<<<<

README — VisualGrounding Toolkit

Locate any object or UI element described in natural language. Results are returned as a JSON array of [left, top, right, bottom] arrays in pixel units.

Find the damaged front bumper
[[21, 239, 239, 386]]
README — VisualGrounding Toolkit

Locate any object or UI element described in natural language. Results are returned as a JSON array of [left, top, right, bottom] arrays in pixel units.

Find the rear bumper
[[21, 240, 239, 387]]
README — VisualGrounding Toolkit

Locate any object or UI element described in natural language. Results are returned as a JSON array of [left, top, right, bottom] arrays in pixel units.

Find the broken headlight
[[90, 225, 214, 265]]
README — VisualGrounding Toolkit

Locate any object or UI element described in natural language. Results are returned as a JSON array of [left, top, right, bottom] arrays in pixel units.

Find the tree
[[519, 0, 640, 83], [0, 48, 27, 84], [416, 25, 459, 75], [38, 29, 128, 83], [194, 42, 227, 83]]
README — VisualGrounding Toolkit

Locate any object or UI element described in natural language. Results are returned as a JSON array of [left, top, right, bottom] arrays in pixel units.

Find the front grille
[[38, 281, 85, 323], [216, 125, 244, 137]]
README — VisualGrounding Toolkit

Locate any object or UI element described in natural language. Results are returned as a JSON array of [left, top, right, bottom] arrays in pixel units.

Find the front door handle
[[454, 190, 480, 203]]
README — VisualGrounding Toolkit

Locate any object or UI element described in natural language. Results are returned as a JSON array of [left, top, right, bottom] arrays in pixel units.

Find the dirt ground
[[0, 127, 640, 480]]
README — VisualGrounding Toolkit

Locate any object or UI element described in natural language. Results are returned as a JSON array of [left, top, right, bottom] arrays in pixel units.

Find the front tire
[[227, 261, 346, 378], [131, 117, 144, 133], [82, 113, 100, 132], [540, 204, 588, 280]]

>>>>

• _STATED PROBLEM_
Copy all of the material above, character for character.

• _WORKED ANSWER_
README — VisualGrounding Toolkit

Locate any object or UI element described in natural language. Results are returned as a JSON array of [left, top, right, bottom] arrays in pixel units.

Find the damaged front bumper
[[21, 239, 239, 386]]
README — VisualGrounding Toolkit

Locate any object or UI element described in natural language. Results are returned as a JSON array of [left, top, right, bottom] arrays in pixel units.

Find the rear bumper
[[21, 240, 239, 387]]
README — VisualGrounding Toolkit

Locate any object or UI element described in natural language. Results are returned as a JSON array of [left, top, right, bottom] arrays in pixel units.

Find the broken headlight
[[90, 225, 214, 265]]
README — VisualGrounding Toolkit

Locate any object or UI element described in natural language. Results are returned as a JSON array of [left, top, right, bottom] arrays in pixel units.

Find the tree
[[519, 0, 640, 83], [0, 48, 27, 84], [416, 25, 459, 75], [38, 29, 128, 83], [194, 42, 227, 83]]
README — VisualGrounding Toolkit

Locate any object or UI element described in natural language. Results are returned as a JSON array of [left, top, right, bottom] arrays in pixel units.

Find the front grille
[[38, 281, 85, 323], [216, 125, 244, 137]]
README — VisualGrounding Toolkit

Locate any object or UI element described in natural language. Results are returned as a JSON array of [left, top, right, bottom] arrays in pixel units.

Find the front door handle
[[454, 190, 480, 203]]
README — VisualGrounding Toolkit

Locate any object or UI element described in natural language. Results are returned as a JSON array of [left, top, right, bottom] arrays in pixel units.

Find the dirt ground
[[0, 127, 640, 480]]
README — VisualGrounding Toolkit

Locate any object or UI element described in natural language. Results are returned as a JSON array of [left, top, right, bottom] arrays in pixel units.

Find the front tire
[[227, 261, 346, 378], [131, 117, 144, 133], [82, 113, 100, 132], [540, 204, 588, 280]]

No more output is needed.